Rewrite the passage about the opera role starting at "In 2013, probably" and ending at "decided to ask me.", swapping "wandering merchant" for "traveling salesman".

EXERCISE PASSAGE:

● ● ● ●

I believe in faith, and that most everything happens for a reason. 

In 2013, probably during the wintertime, a local opera company was well into preparing their production of L’elisir d’amore by Gaetano Donizetti. The company, West Bay Opera, had asked our choir to sing with them just a couple seasons ago. In L’elisir d’amore, there is a character named Dr. Dulcamara who is a wandering merchant selling medicinal tinctures, and travels with a young boy assistant. So when they needed someone to play that role, they decided to ask our choir for an actor, and our director decided to ask me.

I was absolutely mortified.

I don’t actually remember why I was so apprehensive to the idea, but I do recall crying and throwing fits to avoid it at all costs. It wasn’t that I didn’t like opera, since I had never seen any at the time. I was simply irrationally afraid of jumping into this thing, this commitment, without knowing what it was at all, or what it entailed.

● ● ● ●

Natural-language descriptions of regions

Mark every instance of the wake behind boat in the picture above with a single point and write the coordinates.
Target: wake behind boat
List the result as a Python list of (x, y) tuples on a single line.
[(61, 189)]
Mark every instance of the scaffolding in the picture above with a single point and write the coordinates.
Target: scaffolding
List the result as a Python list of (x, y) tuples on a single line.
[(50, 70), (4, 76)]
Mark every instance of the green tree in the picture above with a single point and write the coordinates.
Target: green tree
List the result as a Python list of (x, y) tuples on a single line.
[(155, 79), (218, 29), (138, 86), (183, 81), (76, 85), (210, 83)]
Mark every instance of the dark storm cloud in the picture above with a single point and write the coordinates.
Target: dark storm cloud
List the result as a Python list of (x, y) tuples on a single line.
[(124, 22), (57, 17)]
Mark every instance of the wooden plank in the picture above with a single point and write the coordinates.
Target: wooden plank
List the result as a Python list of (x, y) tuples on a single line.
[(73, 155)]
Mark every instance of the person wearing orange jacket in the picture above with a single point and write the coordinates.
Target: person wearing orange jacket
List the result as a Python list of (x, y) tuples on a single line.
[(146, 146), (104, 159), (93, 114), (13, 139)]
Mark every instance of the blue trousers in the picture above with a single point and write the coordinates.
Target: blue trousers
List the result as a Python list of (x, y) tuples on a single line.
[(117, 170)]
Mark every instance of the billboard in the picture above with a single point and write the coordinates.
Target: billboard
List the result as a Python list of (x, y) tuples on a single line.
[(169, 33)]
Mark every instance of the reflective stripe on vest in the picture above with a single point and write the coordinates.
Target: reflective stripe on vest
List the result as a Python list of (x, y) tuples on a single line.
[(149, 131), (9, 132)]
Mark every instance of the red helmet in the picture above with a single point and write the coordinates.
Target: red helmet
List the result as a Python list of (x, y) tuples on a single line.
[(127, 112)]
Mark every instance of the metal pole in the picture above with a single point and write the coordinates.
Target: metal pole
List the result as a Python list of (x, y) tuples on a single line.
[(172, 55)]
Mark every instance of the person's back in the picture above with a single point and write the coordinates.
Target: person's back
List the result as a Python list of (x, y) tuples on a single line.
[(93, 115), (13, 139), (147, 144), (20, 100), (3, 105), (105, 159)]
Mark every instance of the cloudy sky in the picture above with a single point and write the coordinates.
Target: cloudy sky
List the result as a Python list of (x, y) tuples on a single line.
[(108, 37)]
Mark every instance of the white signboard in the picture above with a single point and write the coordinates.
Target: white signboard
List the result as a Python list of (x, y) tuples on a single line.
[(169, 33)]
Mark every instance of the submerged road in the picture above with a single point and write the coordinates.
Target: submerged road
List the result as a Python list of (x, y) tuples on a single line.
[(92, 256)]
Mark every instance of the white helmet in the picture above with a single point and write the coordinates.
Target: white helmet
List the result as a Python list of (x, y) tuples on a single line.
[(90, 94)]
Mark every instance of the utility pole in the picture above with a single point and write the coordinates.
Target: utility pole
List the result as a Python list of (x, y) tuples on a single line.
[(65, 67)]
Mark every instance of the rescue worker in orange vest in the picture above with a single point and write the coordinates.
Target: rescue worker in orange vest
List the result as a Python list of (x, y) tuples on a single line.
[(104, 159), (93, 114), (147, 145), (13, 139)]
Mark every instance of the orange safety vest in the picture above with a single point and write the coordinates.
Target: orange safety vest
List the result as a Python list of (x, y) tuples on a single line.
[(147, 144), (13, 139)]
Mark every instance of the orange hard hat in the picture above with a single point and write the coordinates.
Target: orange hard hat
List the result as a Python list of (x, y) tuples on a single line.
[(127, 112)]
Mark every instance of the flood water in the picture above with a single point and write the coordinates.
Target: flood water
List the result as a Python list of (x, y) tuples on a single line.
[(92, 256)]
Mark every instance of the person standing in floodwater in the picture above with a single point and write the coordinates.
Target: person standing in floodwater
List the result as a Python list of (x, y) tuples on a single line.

● ● ● ●

RESPONSE BOX:
In 2013, probably during the wintertime, a local opera company was well into preparing their production of L’elisir d’amore by Gaetano Donizetti. The company, West Bay Opera, had asked our choir to sing with them just a couple seasons ago. In L’elisir d’amore, there is a character named Dr. Dulcamara who is a traveling salesman selling medicinal tinctures, and travels with a young boy assistant. So when they needed someone to play that role, they decided to ask our choir for an actor, and our director decided to ask me.